What the task asks: What is needed is an exact repeat of the lines from the line containing "Question. In the picture above, identify the lace sleeve" through the final line of the entries below, and nothing else.

Stored records:
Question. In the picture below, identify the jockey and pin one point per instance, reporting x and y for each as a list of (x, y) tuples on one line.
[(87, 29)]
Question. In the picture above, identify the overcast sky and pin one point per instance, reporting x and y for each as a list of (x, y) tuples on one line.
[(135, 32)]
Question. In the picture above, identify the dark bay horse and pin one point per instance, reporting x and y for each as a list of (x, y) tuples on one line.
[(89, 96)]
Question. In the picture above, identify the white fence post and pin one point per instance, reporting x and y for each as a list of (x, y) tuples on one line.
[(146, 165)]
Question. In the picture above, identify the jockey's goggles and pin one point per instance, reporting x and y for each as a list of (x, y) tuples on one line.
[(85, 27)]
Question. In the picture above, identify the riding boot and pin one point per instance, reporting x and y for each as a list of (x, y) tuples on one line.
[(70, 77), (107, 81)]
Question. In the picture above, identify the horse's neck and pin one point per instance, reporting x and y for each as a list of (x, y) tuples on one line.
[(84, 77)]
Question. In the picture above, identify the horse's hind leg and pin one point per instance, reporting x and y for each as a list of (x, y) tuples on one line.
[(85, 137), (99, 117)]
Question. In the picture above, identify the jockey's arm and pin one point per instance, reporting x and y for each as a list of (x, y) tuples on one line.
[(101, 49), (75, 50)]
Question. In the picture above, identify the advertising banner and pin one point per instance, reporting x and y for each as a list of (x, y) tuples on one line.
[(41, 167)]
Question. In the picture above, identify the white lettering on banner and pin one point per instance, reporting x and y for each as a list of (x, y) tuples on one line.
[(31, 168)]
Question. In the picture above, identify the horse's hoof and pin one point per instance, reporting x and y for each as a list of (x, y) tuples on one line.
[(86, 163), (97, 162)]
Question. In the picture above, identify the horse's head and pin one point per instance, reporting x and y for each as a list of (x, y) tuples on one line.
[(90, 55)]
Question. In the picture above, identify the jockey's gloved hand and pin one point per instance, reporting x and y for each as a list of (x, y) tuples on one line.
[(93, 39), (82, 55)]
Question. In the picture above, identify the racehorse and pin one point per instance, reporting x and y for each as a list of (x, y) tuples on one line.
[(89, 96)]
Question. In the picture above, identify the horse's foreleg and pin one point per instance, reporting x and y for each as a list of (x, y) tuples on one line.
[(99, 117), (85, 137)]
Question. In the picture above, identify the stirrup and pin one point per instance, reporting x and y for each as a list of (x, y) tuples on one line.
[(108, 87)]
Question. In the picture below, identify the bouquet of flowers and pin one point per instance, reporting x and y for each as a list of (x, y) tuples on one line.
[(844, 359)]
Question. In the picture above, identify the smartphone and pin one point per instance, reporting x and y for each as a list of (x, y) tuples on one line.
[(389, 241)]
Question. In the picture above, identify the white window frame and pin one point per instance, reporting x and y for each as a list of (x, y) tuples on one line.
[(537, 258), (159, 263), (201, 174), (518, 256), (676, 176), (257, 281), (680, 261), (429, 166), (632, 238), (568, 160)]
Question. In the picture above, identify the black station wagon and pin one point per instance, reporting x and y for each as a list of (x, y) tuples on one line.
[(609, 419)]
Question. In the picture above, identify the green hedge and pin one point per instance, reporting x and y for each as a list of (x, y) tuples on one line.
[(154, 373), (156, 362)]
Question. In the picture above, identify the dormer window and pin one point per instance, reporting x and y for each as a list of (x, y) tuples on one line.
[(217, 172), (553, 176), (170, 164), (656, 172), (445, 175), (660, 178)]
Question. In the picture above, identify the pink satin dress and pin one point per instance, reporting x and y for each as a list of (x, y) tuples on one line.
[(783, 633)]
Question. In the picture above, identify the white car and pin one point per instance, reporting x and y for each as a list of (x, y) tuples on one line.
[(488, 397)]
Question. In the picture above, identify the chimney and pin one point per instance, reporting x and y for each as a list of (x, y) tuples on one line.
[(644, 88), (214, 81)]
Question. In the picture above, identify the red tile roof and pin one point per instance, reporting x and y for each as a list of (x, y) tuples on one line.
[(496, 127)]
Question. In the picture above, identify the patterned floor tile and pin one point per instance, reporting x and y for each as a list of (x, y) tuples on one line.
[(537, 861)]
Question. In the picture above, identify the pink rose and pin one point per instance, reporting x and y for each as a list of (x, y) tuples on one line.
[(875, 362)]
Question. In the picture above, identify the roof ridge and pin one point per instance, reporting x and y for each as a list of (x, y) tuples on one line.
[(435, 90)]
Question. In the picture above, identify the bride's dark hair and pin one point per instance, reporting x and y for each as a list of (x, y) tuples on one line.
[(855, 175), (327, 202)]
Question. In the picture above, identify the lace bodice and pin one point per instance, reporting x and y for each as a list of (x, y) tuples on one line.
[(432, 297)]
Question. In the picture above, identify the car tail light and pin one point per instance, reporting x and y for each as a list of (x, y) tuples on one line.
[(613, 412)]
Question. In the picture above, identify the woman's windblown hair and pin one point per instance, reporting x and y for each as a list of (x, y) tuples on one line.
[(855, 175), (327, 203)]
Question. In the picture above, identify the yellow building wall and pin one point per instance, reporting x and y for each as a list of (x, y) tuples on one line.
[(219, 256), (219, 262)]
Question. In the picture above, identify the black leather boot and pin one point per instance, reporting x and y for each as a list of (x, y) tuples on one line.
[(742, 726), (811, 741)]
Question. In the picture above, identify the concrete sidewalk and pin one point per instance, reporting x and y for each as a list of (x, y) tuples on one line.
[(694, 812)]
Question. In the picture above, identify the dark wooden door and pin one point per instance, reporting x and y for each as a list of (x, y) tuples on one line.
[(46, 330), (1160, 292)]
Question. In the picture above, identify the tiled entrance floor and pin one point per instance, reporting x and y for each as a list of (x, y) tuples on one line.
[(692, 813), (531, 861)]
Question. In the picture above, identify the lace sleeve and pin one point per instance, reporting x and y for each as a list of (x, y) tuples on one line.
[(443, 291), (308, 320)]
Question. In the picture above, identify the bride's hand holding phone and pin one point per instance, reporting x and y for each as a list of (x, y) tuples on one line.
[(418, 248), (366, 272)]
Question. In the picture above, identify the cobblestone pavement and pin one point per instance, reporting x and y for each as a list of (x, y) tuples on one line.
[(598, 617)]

Answer for this exercise:
Question. In the picture above, identify the lace sleeve and pin one point per instance, reporting x and y for each as a list of (x, y) tuples on one line.
[(443, 291), (308, 320)]
Question. In the picture above, identify the bride's hand holding phone and pin one point per instance, reporting x and y for each as a list of (x, y) tuples on one line.
[(418, 248), (366, 272)]
Question. In the picture above, identify the cobblestone pavement and pin one point per instance, reporting x and y for each as a list of (x, y) tuples on one line.
[(598, 617)]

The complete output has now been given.